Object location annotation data
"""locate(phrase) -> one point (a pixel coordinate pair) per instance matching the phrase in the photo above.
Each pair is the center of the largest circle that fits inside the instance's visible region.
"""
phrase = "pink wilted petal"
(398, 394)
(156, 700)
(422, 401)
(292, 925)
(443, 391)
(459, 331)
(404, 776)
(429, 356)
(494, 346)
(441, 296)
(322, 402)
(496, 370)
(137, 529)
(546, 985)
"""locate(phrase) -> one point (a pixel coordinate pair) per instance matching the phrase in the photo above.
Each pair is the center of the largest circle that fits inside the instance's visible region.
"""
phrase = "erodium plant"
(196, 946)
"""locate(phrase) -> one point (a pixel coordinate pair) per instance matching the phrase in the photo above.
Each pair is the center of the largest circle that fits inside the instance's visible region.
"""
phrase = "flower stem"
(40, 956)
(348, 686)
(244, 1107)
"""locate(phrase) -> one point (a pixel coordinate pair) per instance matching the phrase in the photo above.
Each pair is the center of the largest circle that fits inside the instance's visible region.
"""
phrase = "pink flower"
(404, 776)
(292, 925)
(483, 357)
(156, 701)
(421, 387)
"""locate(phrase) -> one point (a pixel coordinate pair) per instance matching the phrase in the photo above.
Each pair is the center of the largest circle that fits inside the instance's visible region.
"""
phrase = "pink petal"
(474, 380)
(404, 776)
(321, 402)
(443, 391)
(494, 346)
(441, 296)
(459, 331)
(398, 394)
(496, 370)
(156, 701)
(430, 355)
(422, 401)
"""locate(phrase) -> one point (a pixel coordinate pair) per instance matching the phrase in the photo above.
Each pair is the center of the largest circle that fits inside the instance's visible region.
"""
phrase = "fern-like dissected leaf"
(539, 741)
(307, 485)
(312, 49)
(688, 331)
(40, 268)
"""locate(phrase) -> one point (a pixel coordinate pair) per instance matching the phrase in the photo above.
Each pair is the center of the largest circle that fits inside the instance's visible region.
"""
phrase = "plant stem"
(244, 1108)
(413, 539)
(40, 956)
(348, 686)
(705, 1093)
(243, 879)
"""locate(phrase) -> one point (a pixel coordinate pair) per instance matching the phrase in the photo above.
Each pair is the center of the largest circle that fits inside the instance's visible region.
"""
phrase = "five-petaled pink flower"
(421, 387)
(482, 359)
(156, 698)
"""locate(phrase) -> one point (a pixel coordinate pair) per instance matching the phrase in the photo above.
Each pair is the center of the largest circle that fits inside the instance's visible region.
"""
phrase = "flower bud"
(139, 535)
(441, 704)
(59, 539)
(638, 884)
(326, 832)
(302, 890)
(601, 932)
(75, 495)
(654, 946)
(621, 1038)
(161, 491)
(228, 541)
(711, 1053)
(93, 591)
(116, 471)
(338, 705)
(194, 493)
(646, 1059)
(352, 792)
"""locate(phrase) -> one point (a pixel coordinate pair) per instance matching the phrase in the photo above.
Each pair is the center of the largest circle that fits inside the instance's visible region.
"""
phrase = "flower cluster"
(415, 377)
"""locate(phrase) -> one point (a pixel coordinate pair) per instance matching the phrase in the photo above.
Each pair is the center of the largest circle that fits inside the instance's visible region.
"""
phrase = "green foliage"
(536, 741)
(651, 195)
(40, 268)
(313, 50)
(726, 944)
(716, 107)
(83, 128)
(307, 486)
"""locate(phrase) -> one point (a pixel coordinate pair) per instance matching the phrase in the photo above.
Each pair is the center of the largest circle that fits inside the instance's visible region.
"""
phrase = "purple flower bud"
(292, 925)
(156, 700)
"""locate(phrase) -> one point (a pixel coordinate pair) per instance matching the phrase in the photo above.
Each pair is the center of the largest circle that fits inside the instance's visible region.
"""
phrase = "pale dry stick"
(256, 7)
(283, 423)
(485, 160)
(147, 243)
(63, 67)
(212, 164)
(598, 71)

* Exercise directions *
Count the lines of the data above that contain the word "plant". Reply with the number alone.

* Expected answer *
2